>> START Records shown

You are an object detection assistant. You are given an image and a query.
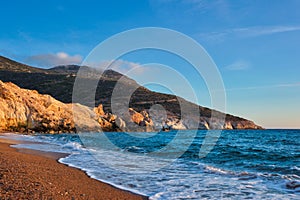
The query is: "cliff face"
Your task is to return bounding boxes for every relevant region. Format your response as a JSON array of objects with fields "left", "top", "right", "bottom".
[
  {"left": 0, "top": 81, "right": 260, "bottom": 133},
  {"left": 0, "top": 56, "right": 261, "bottom": 132}
]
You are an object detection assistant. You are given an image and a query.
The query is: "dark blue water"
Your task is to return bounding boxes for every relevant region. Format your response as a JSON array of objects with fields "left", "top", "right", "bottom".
[{"left": 2, "top": 130, "right": 300, "bottom": 199}]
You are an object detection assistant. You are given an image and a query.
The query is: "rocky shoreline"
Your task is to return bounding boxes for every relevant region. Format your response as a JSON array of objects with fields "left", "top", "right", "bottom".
[{"left": 0, "top": 81, "right": 261, "bottom": 134}]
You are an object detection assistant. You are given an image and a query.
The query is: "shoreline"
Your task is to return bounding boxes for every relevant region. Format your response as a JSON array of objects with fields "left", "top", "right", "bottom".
[{"left": 0, "top": 134, "right": 148, "bottom": 200}]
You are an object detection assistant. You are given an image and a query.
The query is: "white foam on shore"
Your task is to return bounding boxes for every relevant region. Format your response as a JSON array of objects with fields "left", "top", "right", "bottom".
[{"left": 0, "top": 133, "right": 300, "bottom": 200}]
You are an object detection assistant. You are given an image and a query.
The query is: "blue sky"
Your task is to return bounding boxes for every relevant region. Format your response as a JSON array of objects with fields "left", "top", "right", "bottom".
[{"left": 0, "top": 0, "right": 300, "bottom": 128}]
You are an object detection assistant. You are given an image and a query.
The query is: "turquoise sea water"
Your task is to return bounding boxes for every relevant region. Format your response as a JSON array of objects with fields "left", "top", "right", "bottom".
[{"left": 2, "top": 130, "right": 300, "bottom": 199}]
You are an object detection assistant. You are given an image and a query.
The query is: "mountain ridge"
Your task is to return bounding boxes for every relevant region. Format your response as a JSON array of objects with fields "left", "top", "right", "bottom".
[{"left": 0, "top": 56, "right": 262, "bottom": 129}]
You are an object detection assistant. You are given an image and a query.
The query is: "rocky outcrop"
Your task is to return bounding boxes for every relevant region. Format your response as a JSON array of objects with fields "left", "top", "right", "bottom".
[
  {"left": 0, "top": 81, "right": 261, "bottom": 133},
  {"left": 0, "top": 81, "right": 105, "bottom": 133}
]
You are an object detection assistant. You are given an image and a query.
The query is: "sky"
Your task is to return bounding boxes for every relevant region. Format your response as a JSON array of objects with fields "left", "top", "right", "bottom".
[{"left": 0, "top": 0, "right": 300, "bottom": 128}]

>> END Records shown

Could you reproduce every record above exactly, leaving out the pictures?

== Correct answer ==
You are an object detection assistant. You are given an image and a query.
The query is: "cliff face"
Your task is to return bounding boxes for every relevant region. Format your response as a JSON array of objects with fields "left", "top", "right", "bottom".
[
  {"left": 0, "top": 81, "right": 260, "bottom": 133},
  {"left": 0, "top": 56, "right": 261, "bottom": 132}
]
You are an object detection assistant. You are given an image and a query.
The query is: "dark blue water"
Your task is to return bounding boxes for every relevant region. Format your response as a JSON array of objects with fields "left", "top", "right", "bottom".
[{"left": 2, "top": 130, "right": 300, "bottom": 199}]
You are an object detection assistant. You are given an image and a query.
The query is: "rocky shoreline"
Your task is to return bounding boxes for every relevant region. Format your response as a JSON array of objects with fields "left", "top", "right", "bottom".
[{"left": 0, "top": 81, "right": 261, "bottom": 134}]
You are an object detection assistant. You are given an image and a query.
The query is: "shoreline"
Your task is to return bounding boxes for every relevant region. Format your response as a JSON array of objects with fields "left", "top", "right", "bottom".
[{"left": 0, "top": 134, "right": 148, "bottom": 200}]
You are an object detection assistant. You are given an image and a query.
The query is: "white foam on shore"
Your task is to return bounding boxes for every relevant region. Format your response as a JSON array of objects with fields "left", "top", "right", "bottom".
[{"left": 0, "top": 133, "right": 300, "bottom": 200}]
You are an object detection assistant. You are given an image and a query.
The query is: "blue sky"
Your task is to return bounding boxes for every relevant region. Format your response as a JSON array of objects with fields "left", "top", "right", "bottom".
[{"left": 0, "top": 0, "right": 300, "bottom": 128}]
You are an object detection assistant. You are given an image and a query.
The query is: "turquoise sea water"
Your task is to return bounding boxes for every relevant region. Format your response as a JSON array of objects with fields "left", "top", "right", "bottom".
[{"left": 2, "top": 130, "right": 300, "bottom": 199}]
You are an object detection assistant. You are given an image and a query.
The query is: "mountain ridge"
Your task is to return bounding boxes for every relevant region. Format your response as a JSON array of objects with fields "left", "top", "right", "bottom".
[{"left": 0, "top": 56, "right": 262, "bottom": 129}]
You are an object detection assistant. You are given an image and a query.
The query is: "rocky outcrop"
Your task is to return bounding boxes for every relevant region. Format your response as a JSON array of objects with fields "left", "top", "right", "bottom".
[
  {"left": 0, "top": 81, "right": 261, "bottom": 133},
  {"left": 0, "top": 81, "right": 105, "bottom": 133}
]
You are an object detection assistant. You are given an image and a query.
The query is: "sky"
Your task is to return bounding boxes for every relevant region. Format your response as a JSON array of objects with fields "left", "top", "right", "bottom".
[{"left": 0, "top": 0, "right": 300, "bottom": 128}]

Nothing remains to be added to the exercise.